DATA TO EXAMINE:

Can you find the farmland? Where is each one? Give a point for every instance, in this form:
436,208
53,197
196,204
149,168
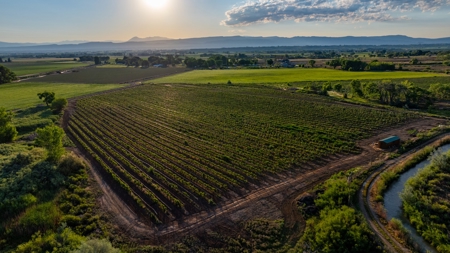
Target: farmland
23,95
110,74
22,68
174,150
247,76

TASK GOAL: Restate every record exactly, please; do not copy the pictures.

RESPONSE TO THE EXERCISE:
Can you find the farmland? Where is each one? Give a point for every instance, in this form:
436,208
53,197
196,204
149,168
Target: farmland
23,95
110,74
22,68
174,150
247,76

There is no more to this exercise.